§ Required task:
Format the stretch of data from the line containing "The locate routine indicates the blue" through the line containing "x=264 y=154" as a Markdown table with columns Row and Line, one line per row, skipping blank lines.

┌─ Available records

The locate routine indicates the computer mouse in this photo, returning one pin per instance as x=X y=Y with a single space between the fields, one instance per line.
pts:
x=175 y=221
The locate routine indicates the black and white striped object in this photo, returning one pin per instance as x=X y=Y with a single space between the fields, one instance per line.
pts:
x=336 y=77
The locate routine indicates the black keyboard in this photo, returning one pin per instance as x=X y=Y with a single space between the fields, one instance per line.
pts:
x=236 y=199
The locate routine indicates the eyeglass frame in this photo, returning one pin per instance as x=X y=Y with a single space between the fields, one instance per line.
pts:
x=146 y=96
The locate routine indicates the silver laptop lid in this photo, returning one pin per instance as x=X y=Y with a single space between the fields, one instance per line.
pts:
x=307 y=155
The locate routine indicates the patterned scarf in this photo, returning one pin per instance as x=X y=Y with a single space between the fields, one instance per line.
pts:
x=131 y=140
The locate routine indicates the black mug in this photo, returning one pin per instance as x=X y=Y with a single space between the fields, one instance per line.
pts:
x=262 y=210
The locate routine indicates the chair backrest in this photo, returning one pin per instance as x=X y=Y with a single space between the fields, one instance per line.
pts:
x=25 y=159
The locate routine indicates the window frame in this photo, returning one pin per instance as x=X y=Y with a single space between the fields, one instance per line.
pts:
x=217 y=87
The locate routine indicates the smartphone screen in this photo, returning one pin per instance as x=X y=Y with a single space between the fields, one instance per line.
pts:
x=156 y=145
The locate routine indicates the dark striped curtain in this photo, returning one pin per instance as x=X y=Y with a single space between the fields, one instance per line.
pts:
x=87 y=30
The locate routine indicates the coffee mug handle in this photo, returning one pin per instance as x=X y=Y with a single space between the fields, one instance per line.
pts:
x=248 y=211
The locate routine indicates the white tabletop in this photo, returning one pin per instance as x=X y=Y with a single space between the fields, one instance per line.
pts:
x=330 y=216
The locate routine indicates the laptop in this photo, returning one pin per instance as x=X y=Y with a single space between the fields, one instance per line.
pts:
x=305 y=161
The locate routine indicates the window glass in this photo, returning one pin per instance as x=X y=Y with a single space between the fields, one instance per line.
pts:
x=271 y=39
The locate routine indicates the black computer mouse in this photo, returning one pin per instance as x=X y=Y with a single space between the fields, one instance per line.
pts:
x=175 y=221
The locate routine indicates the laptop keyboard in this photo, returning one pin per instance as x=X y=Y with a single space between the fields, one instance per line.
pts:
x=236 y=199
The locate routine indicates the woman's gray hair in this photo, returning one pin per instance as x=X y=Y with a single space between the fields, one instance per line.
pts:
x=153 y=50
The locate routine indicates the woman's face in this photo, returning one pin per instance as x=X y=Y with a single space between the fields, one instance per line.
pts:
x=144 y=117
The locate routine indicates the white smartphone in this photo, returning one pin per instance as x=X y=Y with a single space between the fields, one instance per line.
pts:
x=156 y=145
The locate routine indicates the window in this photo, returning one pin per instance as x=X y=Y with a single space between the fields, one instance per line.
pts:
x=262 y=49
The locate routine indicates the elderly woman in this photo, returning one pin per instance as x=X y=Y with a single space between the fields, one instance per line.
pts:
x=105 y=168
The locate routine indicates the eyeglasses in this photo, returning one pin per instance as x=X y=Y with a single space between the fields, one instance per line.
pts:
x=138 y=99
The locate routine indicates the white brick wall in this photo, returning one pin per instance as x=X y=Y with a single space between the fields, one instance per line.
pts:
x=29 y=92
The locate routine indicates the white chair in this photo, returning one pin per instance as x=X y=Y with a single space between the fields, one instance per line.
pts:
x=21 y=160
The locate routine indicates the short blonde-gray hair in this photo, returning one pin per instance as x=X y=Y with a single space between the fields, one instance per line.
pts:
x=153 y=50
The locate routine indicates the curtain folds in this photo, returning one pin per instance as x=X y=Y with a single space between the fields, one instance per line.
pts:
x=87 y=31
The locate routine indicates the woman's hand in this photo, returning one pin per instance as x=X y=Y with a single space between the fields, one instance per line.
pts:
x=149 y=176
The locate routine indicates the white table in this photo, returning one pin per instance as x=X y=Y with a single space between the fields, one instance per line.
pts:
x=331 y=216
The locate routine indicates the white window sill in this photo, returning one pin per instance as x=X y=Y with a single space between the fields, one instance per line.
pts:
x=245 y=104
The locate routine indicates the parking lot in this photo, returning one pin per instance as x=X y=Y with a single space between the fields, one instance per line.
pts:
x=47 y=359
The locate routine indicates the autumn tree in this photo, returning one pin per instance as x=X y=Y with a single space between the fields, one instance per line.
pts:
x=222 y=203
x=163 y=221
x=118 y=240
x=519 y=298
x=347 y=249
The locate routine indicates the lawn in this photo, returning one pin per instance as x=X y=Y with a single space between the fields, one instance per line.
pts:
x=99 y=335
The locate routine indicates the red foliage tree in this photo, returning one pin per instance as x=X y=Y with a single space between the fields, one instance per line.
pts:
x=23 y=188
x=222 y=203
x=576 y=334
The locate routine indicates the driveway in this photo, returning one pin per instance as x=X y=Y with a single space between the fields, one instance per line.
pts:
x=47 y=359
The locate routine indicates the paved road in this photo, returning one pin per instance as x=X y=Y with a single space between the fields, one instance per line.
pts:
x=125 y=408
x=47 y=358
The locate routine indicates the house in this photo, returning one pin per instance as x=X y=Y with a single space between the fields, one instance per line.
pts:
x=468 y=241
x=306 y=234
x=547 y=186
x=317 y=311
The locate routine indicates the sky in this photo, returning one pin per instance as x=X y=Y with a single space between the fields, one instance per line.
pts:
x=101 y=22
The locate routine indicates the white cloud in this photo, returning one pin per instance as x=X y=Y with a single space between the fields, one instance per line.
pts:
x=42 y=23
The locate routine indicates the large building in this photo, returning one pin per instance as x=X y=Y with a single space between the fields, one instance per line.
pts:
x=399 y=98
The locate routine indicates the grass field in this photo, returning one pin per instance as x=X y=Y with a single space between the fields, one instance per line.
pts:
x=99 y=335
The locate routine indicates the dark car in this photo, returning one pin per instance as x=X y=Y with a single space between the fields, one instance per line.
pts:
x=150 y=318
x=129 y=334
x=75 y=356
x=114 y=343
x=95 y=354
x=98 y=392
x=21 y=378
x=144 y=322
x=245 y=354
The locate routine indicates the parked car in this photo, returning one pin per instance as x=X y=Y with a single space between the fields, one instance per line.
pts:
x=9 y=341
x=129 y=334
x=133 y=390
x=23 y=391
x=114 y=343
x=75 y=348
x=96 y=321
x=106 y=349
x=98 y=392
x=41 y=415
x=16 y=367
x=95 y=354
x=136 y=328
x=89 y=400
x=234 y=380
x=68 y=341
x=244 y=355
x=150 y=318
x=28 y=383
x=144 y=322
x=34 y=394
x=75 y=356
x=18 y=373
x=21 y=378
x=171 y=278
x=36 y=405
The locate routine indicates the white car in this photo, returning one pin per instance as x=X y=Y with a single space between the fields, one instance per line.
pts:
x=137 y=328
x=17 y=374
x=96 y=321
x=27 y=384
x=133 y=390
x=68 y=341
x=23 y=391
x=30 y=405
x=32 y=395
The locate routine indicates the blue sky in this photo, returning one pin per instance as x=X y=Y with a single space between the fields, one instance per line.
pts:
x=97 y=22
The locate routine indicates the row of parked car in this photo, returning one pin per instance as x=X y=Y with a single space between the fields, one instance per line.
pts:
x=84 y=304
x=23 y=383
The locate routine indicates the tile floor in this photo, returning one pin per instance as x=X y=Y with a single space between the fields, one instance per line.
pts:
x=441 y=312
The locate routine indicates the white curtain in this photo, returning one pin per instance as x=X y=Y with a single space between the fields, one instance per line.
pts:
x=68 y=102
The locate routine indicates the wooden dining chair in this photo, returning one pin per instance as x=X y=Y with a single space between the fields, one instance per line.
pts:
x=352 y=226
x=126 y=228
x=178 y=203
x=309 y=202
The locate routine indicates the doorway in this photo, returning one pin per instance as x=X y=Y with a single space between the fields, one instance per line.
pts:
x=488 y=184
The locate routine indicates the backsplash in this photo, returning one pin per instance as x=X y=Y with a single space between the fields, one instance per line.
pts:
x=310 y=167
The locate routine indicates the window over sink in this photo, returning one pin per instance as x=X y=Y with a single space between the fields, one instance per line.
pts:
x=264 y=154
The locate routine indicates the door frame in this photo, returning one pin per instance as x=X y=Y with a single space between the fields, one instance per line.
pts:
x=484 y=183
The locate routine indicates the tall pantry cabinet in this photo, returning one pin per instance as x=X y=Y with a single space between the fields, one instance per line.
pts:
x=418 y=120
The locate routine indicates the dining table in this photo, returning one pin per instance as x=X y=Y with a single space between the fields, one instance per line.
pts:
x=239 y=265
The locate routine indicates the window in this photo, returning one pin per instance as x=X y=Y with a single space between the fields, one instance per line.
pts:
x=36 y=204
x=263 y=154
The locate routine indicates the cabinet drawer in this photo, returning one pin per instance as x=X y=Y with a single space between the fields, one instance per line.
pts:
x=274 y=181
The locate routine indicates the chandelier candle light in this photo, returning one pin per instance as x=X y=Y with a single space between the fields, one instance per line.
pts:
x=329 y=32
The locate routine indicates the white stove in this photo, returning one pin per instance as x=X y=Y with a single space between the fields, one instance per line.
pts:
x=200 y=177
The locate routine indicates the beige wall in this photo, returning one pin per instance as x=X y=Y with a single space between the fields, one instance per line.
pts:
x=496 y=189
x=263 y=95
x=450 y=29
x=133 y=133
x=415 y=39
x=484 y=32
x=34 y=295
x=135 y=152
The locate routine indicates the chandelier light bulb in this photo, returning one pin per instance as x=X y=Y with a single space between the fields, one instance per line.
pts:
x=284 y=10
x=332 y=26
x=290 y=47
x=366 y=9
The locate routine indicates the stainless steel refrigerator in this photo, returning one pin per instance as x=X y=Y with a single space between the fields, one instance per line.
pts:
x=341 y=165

└─

§ Answer below:
| Row | Line |
|---|---|
| 1 | The locate routine indicates the blue sky in this photo, returning one pin per instance as x=X y=Y with a single space between the fields, one instance per line. |
| 2 | pts: |
| 3 | x=97 y=22 |
| 4 | The locate routine indicates the row of parked car in this photo, returning one pin per instance as x=X y=Y with a single space between the fields, one instance per line. |
| 5 | pts: |
| 6 | x=84 y=304 |
| 7 | x=23 y=383 |
| 8 | The locate routine indicates the tile floor in this photo, returning one pin per instance as x=X y=Y with a single space between the fields, one instance per line. |
| 9 | pts: |
| 10 | x=441 y=312 |
| 11 | The locate routine indicates the white curtain in this photo, returning one pin per instance as x=X y=Y with a single space between the fields, one instance per line. |
| 12 | pts: |
| 13 | x=68 y=102 |
| 14 | The locate routine indicates the wooden dining chair in this photo, returning one pin per instance as x=X y=Y with a single space between the fields, one instance per line. |
| 15 | pts: |
| 16 | x=352 y=226 |
| 17 | x=126 y=228 |
| 18 | x=178 y=203 |
| 19 | x=309 y=202 |
| 20 | The locate routine indicates the doorway in this photo, returning one pin per instance as x=X y=Y with a single space between the fields, one instance per line. |
| 21 | pts: |
| 22 | x=488 y=184 |
| 23 | The locate routine indicates the backsplash in this photo, returning one pin per instance as x=X y=Y with a single space between the fields, one instance per line. |
| 24 | pts: |
| 25 | x=310 y=167 |
| 26 | The locate routine indicates the window over sink in this photo, returning one pin per instance as x=X y=Y with a single space between the fields, one instance per line. |
| 27 | pts: |
| 28 | x=264 y=154 |